Items drawn from a dataset:
## Start

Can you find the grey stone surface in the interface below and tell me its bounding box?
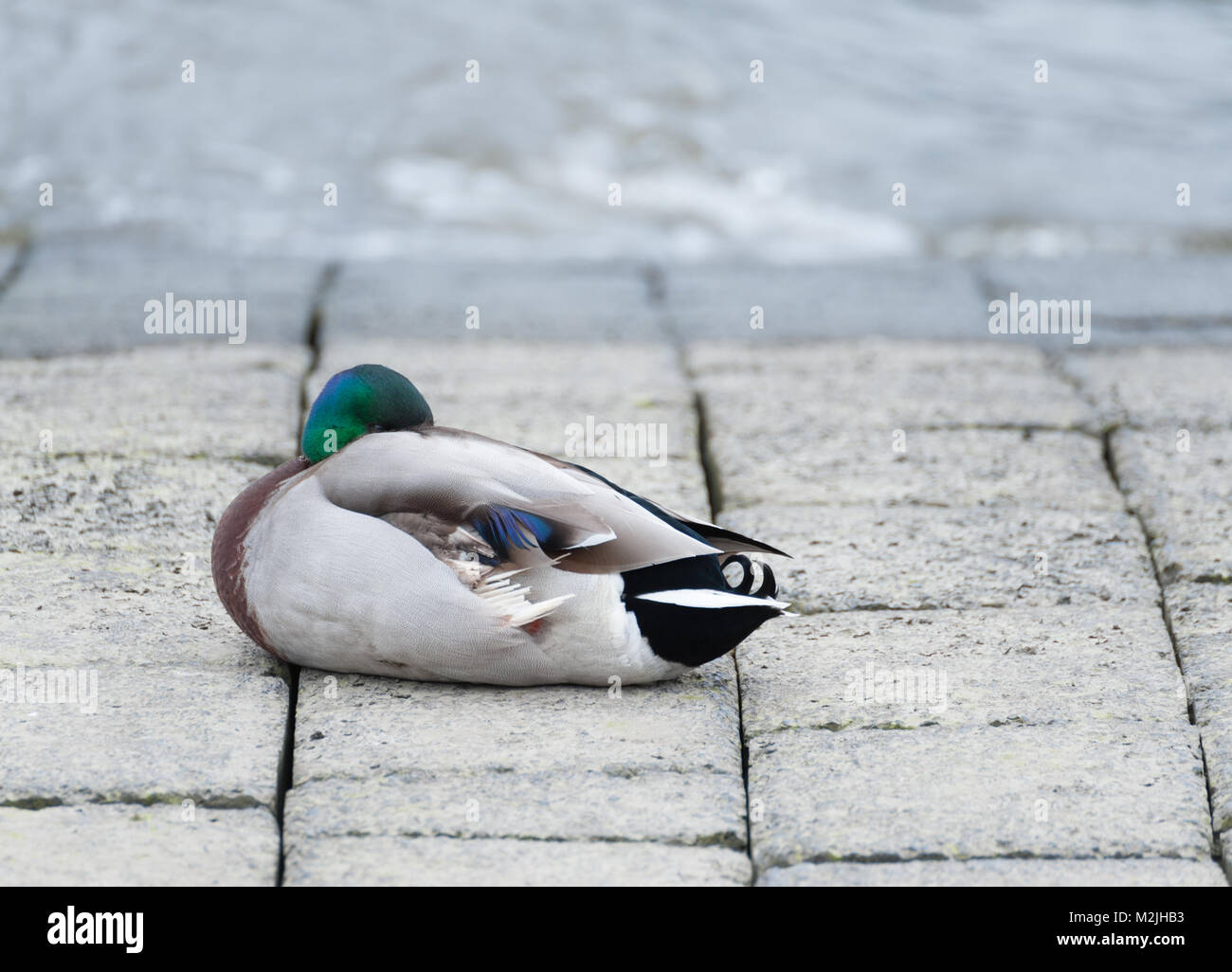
[758,857,1228,889]
[749,719,1212,873]
[0,660,287,809]
[323,260,664,342]
[0,549,286,677]
[709,428,1125,512]
[286,837,751,887]
[0,345,308,463]
[719,506,1159,612]
[0,237,321,357]
[286,768,746,854]
[736,606,1187,735]
[1059,348,1232,435]
[980,253,1232,325]
[687,340,1097,431]
[0,451,277,556]
[0,342,297,885]
[0,803,279,887]
[286,657,748,883]
[287,657,746,848]
[1112,423,1232,832]
[664,260,988,343]
[1113,429,1232,584]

## End

Can you rewrite every line of the records above, keeping the requests, with each bounding-box coordinate in the answers scaled by 2.15 and rounded to a whole number, halves rounded up? Leave the pictures out.

Can you find the grey stone surface in the interface below and tell me its bounding box?
[1630,1843,2640,1911]
[1610,1546,2606,1877]
[0,1419,617,1739]
[694,559,1428,735]
[0,1180,615,1456]
[1524,920,2419,1101]
[615,1800,1615,1907]
[0,742,662,995]
[1546,1088,2492,1316]
[0,510,690,768]
[615,1651,1604,1836]
[1582,1303,2552,1580]
[2277,748,2649,935]
[2107,544,2649,699]
[1477,731,2359,927]
[0,970,596,1195]
[0,735,639,1903]
[0,1726,600,1907]
[615,1413,1608,1898]
[617,1413,1604,1823]
[2391,909,2649,1789]
[1428,559,2124,737]
[2393,922,2649,1256]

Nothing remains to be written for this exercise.